Some aspects of the minstrelsy, including many of the lyrics, skits, humor and appearances, were racist and degrading to many groups of people and especially to African Americans. However, the instrumental music was not degrading, often drawing dedicated musicians to the troupes having learned the craft of southern music-making. One can also recognize Foster’s subtler and perhaps even subversive use of these theatrical musical shows to introduce aspects of African American music. Northerners fought in the Civil War to free the slaves in the South just ten years after Foster’s songs about African American families and their lives in the South became hugely popular in the North – songs like “Old Folks at Home” and “My Old Kentucky Home.”
Stephen Collins Foster (1826-1864) was born and raised in Pittsburgh and performed in amateur minstrelsy himself. The minstrel shows originally developed out of the “Ethiopian Delineators” of the 1820s and the burlesques and entr’actes in the 1830s. In 1842, songwriter Daniel Decatur Emmett produced programs in New York City that included singing and dancing in “blackface” with featured instruments known to be favorites of African American musicians: fiddles, banjos, bones, castanets and tambourines. Emmett’s Virginia Minstrels opened in a New York City theatre in 1843. Stephen Foster met Edwin Christy in 1847 and he began to write songs for the Christy Minstrels’ shows incorporating skits and songs performed in an imitation of “plantation dialect.” The shows typically began with a “walkaround” and a “cakewalk.” The white audiences of the northern states loved the cakewalks, probably not fully realizing that they depicted how plantation slaves would mock their masters’ stiff and pretentious formal dancing and “fancy airs.”
The minstrel show genre was clearly “racy” entertainment, but for Foster, it alternately acted as a forum to introduce African American culture - and especially its music - in a non-threatening way being surrounded by tasteless and degrading humor. Foster’s “Oh Susanna” was one of his earliest successes during this time. This song followed the same pattern of the Virginia Minstrels’ songs having a dance tune melody with African American syncopated rhythms accompanied by non-narrative, irrational lyrics: “The sun so hot, I froze to death, Susanna don’t you cry.” Through the prism of exaggerated and racist dialects and antics, the northern white audiences were subtly swept into this new syncopated and jazzy music they would have otherwise ignored.
After realizing he had access to the biggest stage in the country for his songs, and an upper-class white audience that seemed to embrace whatever he offered them, Foster began to write music that contained deeper subject matter, musically elevating African American slaves to equality as human beings with emotions common to all - love for family, pride in hard work, sorrow from hard luck and indignity at injustice. Foster’s conscience began to elevate to a broader social agenda. The success of the songs was crucial for any political movement contained within them, but the “agenda” was cleverly disguised in order to ensure the success of the music itself. Foster’s musical gift for creating melody was his greatest weapon to change hearts, and his tunes got his audiences singing and whistling, thereby easily recalling Foster’s subjects in a sympathetic light.

# Material supplied

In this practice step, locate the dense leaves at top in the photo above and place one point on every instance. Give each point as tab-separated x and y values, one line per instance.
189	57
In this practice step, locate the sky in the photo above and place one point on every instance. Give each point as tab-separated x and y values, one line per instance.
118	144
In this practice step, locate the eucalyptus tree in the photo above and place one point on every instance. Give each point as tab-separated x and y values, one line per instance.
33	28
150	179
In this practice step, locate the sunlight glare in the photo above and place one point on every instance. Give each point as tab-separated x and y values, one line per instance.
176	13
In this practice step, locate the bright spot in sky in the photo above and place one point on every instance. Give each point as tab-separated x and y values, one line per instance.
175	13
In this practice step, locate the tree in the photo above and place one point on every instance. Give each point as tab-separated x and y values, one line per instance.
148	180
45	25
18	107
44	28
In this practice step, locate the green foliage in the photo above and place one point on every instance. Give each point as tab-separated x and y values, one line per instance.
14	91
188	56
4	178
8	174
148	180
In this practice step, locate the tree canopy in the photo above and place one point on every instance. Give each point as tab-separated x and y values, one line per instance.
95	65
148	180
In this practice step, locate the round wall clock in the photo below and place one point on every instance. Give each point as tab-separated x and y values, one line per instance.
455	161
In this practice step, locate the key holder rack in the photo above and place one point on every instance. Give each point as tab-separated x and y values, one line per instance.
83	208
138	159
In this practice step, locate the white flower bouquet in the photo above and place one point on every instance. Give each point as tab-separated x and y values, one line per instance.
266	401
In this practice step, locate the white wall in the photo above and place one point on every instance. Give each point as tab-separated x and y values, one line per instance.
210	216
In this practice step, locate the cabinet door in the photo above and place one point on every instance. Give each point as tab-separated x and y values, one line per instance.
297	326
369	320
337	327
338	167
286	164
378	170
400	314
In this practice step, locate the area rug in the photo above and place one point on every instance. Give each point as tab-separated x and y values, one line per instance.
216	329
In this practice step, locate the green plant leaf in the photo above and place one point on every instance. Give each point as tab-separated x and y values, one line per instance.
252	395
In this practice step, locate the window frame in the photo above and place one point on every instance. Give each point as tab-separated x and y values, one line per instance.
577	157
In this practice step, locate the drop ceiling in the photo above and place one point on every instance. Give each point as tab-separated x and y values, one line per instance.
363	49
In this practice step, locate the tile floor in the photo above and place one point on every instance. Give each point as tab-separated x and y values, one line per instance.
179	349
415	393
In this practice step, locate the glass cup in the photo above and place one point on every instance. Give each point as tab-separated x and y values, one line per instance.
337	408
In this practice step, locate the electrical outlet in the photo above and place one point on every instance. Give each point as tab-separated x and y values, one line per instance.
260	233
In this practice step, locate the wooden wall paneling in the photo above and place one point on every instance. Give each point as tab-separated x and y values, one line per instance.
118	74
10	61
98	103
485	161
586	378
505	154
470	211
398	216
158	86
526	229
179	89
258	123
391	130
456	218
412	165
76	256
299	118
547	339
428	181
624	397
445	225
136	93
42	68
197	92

# Directives
(a) Repeat word for word the part of the passage on Stephen Foster that opens with the words containing "After realizing he" and closes with "a sympathetic light.".
(b) Find every line of the records that contains the string "wall", matching case, and copy each of those lines.
The records are unrelated to the passage on Stephen Foster.

# Full answers
(a)
After realizing he had access to the biggest stage in the country for his songs, and an upper-class white audience that seemed to embrace whatever he offered them, Foster began to write music that contained deeper subject matter, musically elevating African American slaves to equality as human beings with emotions common to all - love for family, pride in hard work, sorrow from hard luck and indignity at injustice. Foster’s conscience began to elevate to a broader social agenda. The success of the songs was crucial for any political movement contained within them, but the “agenda” was cleverly disguised in order to ensure the success of the music itself. Foster’s musical gift for creating melody was his greatest weapon to change hearts, and his tunes got his audiences singing and whistling, thereby easily recalling Foster’s subjects in a sympathetic light.

(b)
In this practice step, locate the round wall clock in the photo below and place one point on every instance. Give each point as tab-separated x and y values, one line per instance.
In this practice step, locate the white wall in the photo above and place one point on every instance. Give each point as tab-separated x and y values, one line per instance.
In this practice step, locate the wooden wall paneling in the photo above and place one point on every instance. Give each point as tab-separated x and y values, one line per instance.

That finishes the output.